**Directive A:** Count the lines of the listing below that contain the string "spire", treating uppercase and lowercase as different, and reply with the number alone.

I was speaking to an organization about reducing its flying. In the spring
they wouldn't consider it. One 16-year-old girl, Greta Thunberg, sailing
across the Atlantic put the initiative on the table.

She didn't plan to influence that organization but she did.

We all have that potential.

I've given one TEDx talk on environmental leadership
[http://joshuaspodek.com/my-tedx-talk-is-online-find-your-
del...](http://joshuaspodek.com/my-tedx-talk-is-online-find-your-delicious)
with a second in a few weeks
[https://www.tedxwaltham.com/tedxwaltham-2019](https://www.tedxwaltham.com/tedxwaltham-2019).
My podcast [http://joshuaspodek.com/podcast](http://joshuaspodek.com/podcast)
is creating role models among globally renowned people.

I've become somewhat of a role model -- in my fourth year of not flying, I
haven't filled a load of trash in over a year, I pick up litter every day --
and people write me to tell me they're doing it, as are their friends.

These results aren't enough, and some disasters will happen, but each person's
actions contribute, including yours -- mostly by leading others to contribute
too.

------
narratives
Curious if anyone here has evaluated any of these models? I’ve done a cursory
search and haven’t found a source to play with. I’m curious to know what
variables were included, what variables were excluded, how the future is being
predicted, and to what degree the creators any of these models have been
accurate in predicting the future previously.

Does anyone have a good explanation as to why it’s prudent to attempt to
predict anything about anything 80 years in the future?

Also curious if there is evidence of predicting the future in any field. If
so, I’m wondering what the accuracy rate is one month out, one year out, five
years out, etc.

I’ve done some modeling with sales data, trying to predict demand in a given
market based on a series of variables. The issue is how much weight to put on
each variable. With lots of market research and historical data, we were able
to get decent estimates a couple of months in the future. Beyond that? It was
complete speculation. Especially if we missed an important variable, which is
common, since its impossible to know what variables will (and won’t) be
relevant in the future.

**Information supplied:**

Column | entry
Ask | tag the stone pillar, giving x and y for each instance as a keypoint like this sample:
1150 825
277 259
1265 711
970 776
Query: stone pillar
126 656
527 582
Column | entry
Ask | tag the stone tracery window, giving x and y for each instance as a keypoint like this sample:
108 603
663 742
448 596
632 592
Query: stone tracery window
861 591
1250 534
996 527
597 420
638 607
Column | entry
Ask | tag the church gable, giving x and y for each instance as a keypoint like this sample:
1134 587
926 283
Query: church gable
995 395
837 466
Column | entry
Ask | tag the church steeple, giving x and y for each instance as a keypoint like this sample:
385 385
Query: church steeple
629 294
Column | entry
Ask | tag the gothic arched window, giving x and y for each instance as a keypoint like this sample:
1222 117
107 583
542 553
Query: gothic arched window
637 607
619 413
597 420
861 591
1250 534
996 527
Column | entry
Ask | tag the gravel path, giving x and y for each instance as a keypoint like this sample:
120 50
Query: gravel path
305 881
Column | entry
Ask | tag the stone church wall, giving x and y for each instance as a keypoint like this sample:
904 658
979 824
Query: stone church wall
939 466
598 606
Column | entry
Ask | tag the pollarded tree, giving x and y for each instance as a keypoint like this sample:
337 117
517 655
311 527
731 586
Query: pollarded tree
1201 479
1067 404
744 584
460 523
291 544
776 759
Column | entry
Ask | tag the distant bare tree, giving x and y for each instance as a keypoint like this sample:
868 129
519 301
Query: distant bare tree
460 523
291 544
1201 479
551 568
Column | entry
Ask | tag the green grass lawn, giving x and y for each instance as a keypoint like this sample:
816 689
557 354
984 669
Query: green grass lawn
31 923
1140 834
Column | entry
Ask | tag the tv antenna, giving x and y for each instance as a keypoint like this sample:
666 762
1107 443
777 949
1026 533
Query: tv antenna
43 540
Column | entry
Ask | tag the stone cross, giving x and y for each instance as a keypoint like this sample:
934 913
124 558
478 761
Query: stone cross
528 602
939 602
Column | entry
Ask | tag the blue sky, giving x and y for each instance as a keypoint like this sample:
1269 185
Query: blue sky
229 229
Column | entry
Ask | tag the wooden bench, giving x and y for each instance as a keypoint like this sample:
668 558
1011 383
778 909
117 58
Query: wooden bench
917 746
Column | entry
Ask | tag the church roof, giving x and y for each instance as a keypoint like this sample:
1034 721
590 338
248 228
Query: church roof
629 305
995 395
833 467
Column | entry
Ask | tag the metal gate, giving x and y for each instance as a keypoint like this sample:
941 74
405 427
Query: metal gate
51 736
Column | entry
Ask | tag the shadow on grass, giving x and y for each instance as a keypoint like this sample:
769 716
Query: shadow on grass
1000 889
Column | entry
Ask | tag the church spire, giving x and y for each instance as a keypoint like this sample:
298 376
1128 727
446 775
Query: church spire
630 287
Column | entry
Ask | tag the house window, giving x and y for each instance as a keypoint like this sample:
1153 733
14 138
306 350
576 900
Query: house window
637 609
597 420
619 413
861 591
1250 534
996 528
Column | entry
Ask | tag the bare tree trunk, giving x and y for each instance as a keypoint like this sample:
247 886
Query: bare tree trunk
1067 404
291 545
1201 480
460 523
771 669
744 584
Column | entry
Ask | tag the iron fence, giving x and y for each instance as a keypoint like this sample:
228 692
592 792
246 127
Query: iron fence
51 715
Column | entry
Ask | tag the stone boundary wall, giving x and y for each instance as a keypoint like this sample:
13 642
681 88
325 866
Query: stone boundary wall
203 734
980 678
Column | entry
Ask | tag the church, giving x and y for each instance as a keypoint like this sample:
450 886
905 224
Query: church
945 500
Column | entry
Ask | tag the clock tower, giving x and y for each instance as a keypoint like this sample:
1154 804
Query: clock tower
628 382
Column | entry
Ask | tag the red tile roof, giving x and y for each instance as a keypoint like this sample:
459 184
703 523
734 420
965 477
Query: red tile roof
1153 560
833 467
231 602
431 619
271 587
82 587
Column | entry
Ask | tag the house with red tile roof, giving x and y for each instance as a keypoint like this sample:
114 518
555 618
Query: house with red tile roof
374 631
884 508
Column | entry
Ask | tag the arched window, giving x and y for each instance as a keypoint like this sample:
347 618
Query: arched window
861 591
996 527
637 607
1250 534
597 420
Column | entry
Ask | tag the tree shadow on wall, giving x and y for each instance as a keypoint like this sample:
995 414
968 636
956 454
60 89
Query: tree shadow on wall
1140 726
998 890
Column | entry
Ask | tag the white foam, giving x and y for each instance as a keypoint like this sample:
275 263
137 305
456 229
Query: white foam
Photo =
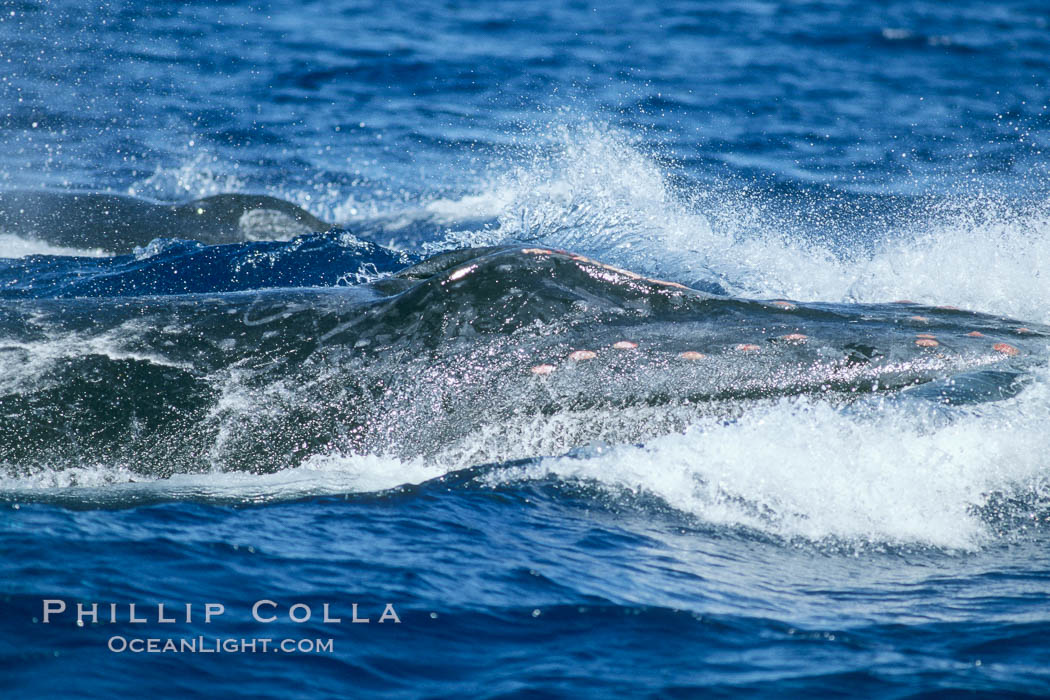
804 469
589 189
329 474
16 247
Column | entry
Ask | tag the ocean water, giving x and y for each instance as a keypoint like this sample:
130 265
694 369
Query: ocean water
585 349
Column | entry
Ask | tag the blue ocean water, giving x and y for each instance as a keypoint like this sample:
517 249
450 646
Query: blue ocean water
295 317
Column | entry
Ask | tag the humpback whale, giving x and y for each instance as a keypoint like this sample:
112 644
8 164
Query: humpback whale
118 224
526 349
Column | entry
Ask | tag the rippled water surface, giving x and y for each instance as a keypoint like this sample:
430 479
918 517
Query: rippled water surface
597 349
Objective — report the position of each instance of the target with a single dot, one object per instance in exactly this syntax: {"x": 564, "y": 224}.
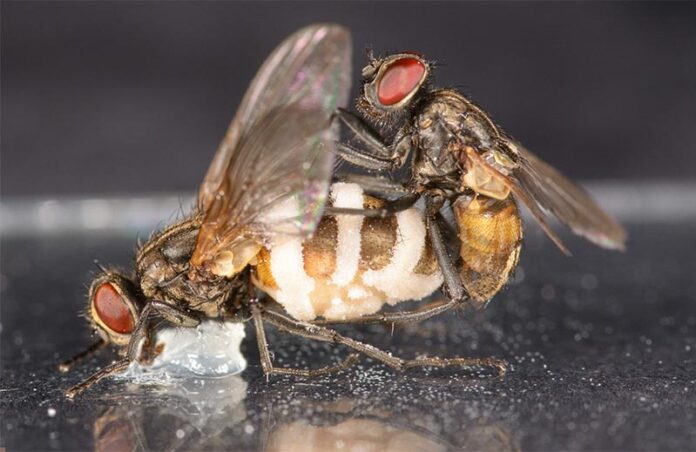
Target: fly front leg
{"x": 140, "y": 332}
{"x": 452, "y": 286}
{"x": 267, "y": 363}
{"x": 390, "y": 208}
{"x": 377, "y": 155}
{"x": 91, "y": 350}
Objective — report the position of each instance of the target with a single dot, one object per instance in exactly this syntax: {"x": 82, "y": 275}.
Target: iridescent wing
{"x": 272, "y": 170}
{"x": 542, "y": 188}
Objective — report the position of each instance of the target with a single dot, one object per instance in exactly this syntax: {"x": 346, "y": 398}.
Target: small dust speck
{"x": 548, "y": 293}
{"x": 588, "y": 281}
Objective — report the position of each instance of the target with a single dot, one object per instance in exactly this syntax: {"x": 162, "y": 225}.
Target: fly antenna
{"x": 370, "y": 54}
{"x": 100, "y": 266}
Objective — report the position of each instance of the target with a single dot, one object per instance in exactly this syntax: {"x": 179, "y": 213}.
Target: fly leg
{"x": 141, "y": 331}
{"x": 390, "y": 208}
{"x": 374, "y": 185}
{"x": 415, "y": 315}
{"x": 377, "y": 156}
{"x": 453, "y": 286}
{"x": 267, "y": 363}
{"x": 92, "y": 349}
{"x": 320, "y": 333}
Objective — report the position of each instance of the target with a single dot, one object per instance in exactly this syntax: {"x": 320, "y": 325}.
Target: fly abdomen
{"x": 490, "y": 233}
{"x": 352, "y": 265}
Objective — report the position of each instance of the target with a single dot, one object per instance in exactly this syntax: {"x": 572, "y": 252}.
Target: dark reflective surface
{"x": 603, "y": 348}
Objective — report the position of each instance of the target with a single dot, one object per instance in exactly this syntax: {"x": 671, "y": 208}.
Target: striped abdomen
{"x": 352, "y": 265}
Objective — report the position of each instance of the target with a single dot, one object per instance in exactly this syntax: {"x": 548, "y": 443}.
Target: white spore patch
{"x": 210, "y": 350}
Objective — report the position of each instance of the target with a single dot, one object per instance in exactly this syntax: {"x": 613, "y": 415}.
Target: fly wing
{"x": 543, "y": 188}
{"x": 272, "y": 170}
{"x": 312, "y": 67}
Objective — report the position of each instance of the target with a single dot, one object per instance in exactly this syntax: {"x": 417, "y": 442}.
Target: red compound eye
{"x": 401, "y": 77}
{"x": 112, "y": 309}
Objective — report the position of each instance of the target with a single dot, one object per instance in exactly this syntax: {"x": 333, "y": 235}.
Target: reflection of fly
{"x": 461, "y": 159}
{"x": 261, "y": 200}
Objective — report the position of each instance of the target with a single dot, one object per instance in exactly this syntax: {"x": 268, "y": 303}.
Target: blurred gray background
{"x": 121, "y": 97}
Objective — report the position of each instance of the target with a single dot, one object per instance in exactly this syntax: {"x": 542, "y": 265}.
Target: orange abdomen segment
{"x": 490, "y": 232}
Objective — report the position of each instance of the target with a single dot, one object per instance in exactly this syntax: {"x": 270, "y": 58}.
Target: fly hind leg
{"x": 320, "y": 333}
{"x": 270, "y": 369}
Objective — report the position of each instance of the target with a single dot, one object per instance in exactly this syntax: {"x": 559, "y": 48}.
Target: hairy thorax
{"x": 164, "y": 272}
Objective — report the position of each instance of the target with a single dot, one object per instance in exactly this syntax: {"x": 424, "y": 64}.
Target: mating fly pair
{"x": 271, "y": 233}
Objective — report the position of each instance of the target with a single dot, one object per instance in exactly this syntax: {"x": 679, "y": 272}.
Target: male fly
{"x": 261, "y": 222}
{"x": 461, "y": 160}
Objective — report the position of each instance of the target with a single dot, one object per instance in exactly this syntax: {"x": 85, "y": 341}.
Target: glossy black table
{"x": 602, "y": 347}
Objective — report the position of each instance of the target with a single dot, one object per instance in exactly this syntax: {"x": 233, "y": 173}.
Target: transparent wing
{"x": 312, "y": 67}
{"x": 271, "y": 173}
{"x": 543, "y": 188}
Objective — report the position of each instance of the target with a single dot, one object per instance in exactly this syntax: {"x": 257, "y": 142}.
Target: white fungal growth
{"x": 210, "y": 350}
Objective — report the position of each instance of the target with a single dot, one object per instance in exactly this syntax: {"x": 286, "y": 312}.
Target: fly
{"x": 271, "y": 234}
{"x": 463, "y": 162}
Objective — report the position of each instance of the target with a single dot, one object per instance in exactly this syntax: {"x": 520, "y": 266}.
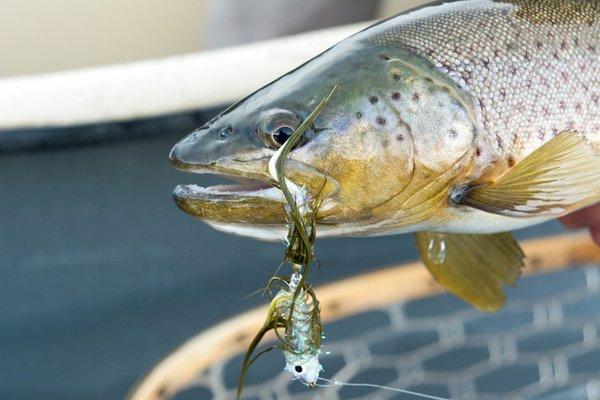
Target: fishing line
{"x": 332, "y": 383}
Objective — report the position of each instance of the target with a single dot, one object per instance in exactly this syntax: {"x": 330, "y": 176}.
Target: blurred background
{"x": 102, "y": 275}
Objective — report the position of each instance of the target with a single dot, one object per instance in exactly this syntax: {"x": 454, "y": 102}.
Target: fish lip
{"x": 256, "y": 201}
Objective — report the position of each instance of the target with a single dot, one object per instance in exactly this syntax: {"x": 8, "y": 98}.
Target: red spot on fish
{"x": 500, "y": 142}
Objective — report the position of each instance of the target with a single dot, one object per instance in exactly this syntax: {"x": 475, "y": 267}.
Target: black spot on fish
{"x": 225, "y": 133}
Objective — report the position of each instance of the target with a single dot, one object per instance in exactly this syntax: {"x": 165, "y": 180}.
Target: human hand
{"x": 585, "y": 218}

**Directive B:** Reproduce the whole forum thread excerpt above word for word, from its first line to its last.

**Written answer A:** 2

**Written answer B:**
I was speaking to an organization about reducing its flying. In the spring
they wouldn't consider it. One 16-year-old girl, Greta Thunberg, sailing
across the Atlantic put the initiative on the table.

She didn't plan to influence that organization but she did.

We all have that potential.

I've given one TEDx talk on environmental leadership
[http://joshuaspodek.com/my-tedx-talk-is-online-find-your-
del...](http://joshuaspodek.com/my-tedx-talk-is-online-find-your-delicious)
with a second in a few weeks
[https://www.tedxwaltham.com/tedxwaltham-2019](https://www.tedxwaltham.com/tedxwaltham-2019).
My podcast [http://joshuaspodek.com/podcast](http://joshuaspodek.com/podcast)
is creating role models among globally renowned people.

I've become somewhat of a role model -- in my fourth year of not flying, I
haven't filled a load of trash in over a year, I pick up litter every day --
and people write me to tell me they're doing it, as are their friends.

These results aren't enough, and some disasters will happen, but each person's
actions contribute, including yours -- mostly by leading others to contribute
too.

------
narratives
Curious if anyone here has evaluated any of these models? I’ve done a cursory
search and haven’t found a source to play with. I’m curious to know what
variables were included, what variables were excluded, how the future is being
predicted, and to what degree the creators any of these models have been
accurate in predicting the future previously.

Does anyone have a good explanation as to why it’s prudent to attempt to
predict anything about anything 80 years in the future?

Also curious if there is evidence of predicting the future in any field. If
so, I’m wondering what the accuracy rate is one month out, one year out, five
years out, etc.

I’ve done some modeling with sales data, trying to predict demand in a given
market based on a series of variables. The issue is how much weight to put on
each variable. With lots of market research and historical data, we were able
to get decent estimates a couple of months in the future. Beyond that? It was
complete speculation. Especially if we missed an important variable, which is
common, since its impossible to know what variables will (and won’t) be
relevant in the future.